SOURCE PASSAGE ::
As we have already discussed, when a filter capacitor is connected to the output of a rectifier circuit, that capacitor charges to the peak rectified voltage during any half cycle that the rectifier is producing an output voltage. The capacitor then provides energy to the load until the rectifier produces anothe peak to charge the capacitor.

But what happens if we rearrange the circuit components a bit? Can we get the charge placed on the capacitor during one half-cycle to be added to the rectifier output during the other half-cycle? How far might we extend such an arrangement, and what would be the cost in both output ripple and available output current?

There are multiple possibilities, and we will examine the main ones on this page.



A Full-Wave Voltage Doubler

A dual-output half-wave rectifier. A basic full-wave voltage doubler.

Consider the dual-output half-wave rectifier circuit shown to the left. This is the same circuit we looked at on the page on rectifiers. If we simply add two filter capacitors to the two outputs, we'll have two output voltages: one negative, and one positive. Each output will have a significant amount of ripple as soon as load current is drawn from it, but the peak output voltage will be equal to the peak voltage of the whole transformer secondary winding.

Now, suppose we make one change, as shown in the circuit diagram to the right. This change is simply to use the negative output as our ground reference, and take the positive output voltage as our only output from the power supply. Since each capacitor charges to the peak secondary voltage, the output voltage from this circuit will be the sum of the two capacitor voltages, or twice the peak voltage of the secondary winding.

This circuit, then, operates in such a way as to produce an output voltage that is twice the transformer secondary voltage. Therefore, it is known as a voltage doubler. More accurately, it is a full-wave voltage doubler, because it uses both half-cycles of the incoming ac wave.

TO DO ::
a: Answer these from the text on voltage doublers:
(i) To what voltage does a filter capacitor on a rectifier output charge?
(ii) In the changed circuit on the right, which output serves as the ground reference?
(iii) What makes the circuit a full-wave voltage doubler?
b: Write out every question the voltage doubler text asks in the paragraph that begins "But what happens".
c: Take the text on voltage doublers further, starting after its final sentence.

Lines of data
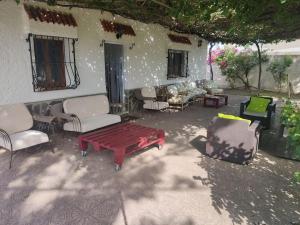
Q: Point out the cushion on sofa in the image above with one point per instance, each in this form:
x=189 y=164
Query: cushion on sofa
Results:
x=95 y=122
x=86 y=107
x=258 y=105
x=27 y=139
x=149 y=104
x=232 y=117
x=148 y=92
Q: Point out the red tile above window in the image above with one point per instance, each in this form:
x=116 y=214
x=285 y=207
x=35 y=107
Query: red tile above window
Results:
x=179 y=39
x=114 y=27
x=45 y=15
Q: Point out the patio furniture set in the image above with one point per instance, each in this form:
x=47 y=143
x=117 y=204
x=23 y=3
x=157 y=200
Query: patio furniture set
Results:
x=236 y=138
x=181 y=95
x=81 y=115
x=229 y=137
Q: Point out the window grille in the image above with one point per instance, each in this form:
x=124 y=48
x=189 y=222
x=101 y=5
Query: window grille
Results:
x=53 y=63
x=177 y=64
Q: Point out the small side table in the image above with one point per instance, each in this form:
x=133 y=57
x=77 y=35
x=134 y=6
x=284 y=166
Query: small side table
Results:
x=215 y=100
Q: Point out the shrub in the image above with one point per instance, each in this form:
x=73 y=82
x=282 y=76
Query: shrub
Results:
x=278 y=69
x=236 y=65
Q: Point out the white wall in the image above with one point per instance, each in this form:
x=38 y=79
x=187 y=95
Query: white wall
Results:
x=145 y=64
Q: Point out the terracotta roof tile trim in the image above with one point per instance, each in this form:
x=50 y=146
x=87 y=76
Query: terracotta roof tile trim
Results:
x=179 y=39
x=49 y=16
x=114 y=27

ANSWERS ::
a:
(i) The peak rectified voltage.
(ii) The negative output.
(iii) It uses both half-cycles of the incoming ac wave.

b:
- But what happens if we rearrange the circuit components a bit?
- Can we get the charge placed on the capacitor during one half-cycle to be added to the rectifier output during the other half-cycle?
- How far might we extend such an arrangement, and what would be the cost in both output ripple and available output current?

c:
Of course, doubling the output voltage comes at a price. Each capacitor is charged individually from its rectifier, but they appear in series to the output. Therefore, the available output current is only half the current that would be available from a half-wave rectifier by itself. This makes intuitive sense as well: you cannot get more energy out of the circuit than you put into it. Therefore, if you double the output voltage, you must cut the current in half to maintain the same power level.

The other factor is the ripple voltage. Each capacitor is recharged while the other is discharging, so there is some cancellation of the ripple voltages. Nevertheless, the output ripple of this circuit is significant, and will normally require either additional filtering or regulation to be usable by most electronic circuits.



Rearranging the Doubler Circuit

An alternative voltage doubler.

If we rearrange the diode and capacitor in the negative half of the voltage double circuit above, we get the circuit shown to the right. This time, one end of the secondary winding is grounded, so that is our reference point. The ungrounded end will be driven alternately negative and positive with respect to ground.

This circuit operates in a manner that is not quite as straight-forward as the original voltage doubler we examined. To understand the operation of this circuit clearly, we need to take a detailed look at it during successive half-cycles of the ac input from the transformer. We will initially assume ideal components and that C1 = C2.

With real-world components, of course, there is a small voltage drop across each diode when it is forward biased. Also, any load on this circuit will draw current from C2 at all times, thus discharging this capacitor to some extent. However, on each positive half-cycle, C1 will recharge C2 from the voltage it had at the start of the half-cycle halfway up to +2vp.

Note that the output current capacity of this circuit is still only half the current capacity of a normal rectifier circuit. Any attempt to draw additional current from the voltage doubler will simply cause C2 to discharge faster, thus reducing the output voltage. It is never possible to get more power out of the voltage doubler than goes into it.

We can speed up the charging and recharging of C2 if we make C1 larger than C2. For example, if C1 = 100µf and C2 = 10µf, C1 can transfer much more charge to C2 on each positive half-cycle, and the voltage on C2 will increase much faster than the voltage on C1 will decrease. Of course, this also means that the output current capacity is even more limited, since C2 will discharge rapidly as well as charging rapidly.

Voltage doublers are very useful in situations where the load current is relatively light, and the required voltage is higher than is available from a standard transformer. For example, many standard transformers have output voltages of 6.3 vac, 12.6 vac, and 25.2 vac. This dates back to the days of vacuum tubes, before transistors and integrated circuits were developed. Vacuum tubes require a heated filament, much like the filament in an incandescent light bulb, and most such filaments were standardized to operate at either 6.3 vac or 12.6 vac. Hence, many transformers were designed to provide power to these filaments, and the voltage ratings for transformer secondary windings have remained standard even though most applications for vacuum tubes have been turned over to semiconductor devices.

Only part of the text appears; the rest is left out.